[[ Raw data, beginning ]]

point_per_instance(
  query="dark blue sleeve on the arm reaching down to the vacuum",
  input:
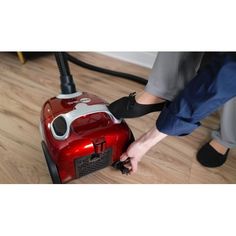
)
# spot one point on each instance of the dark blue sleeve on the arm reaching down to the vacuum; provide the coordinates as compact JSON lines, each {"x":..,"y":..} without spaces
{"x":213,"y":86}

[[ Raw data, end ]]

What to produce.
Could you output all of the records exactly, without their pictures?

Your solution.
point_per_instance(
  query="dark blue sleeve on the arm reaching down to the vacuum",
  input:
)
# spot one point on each instance of the dark blue sleeve on the arm reaching down to the vacuum; provide the coordinates as compact JSON lines, each {"x":..,"y":..} without spaces
{"x":213,"y":86}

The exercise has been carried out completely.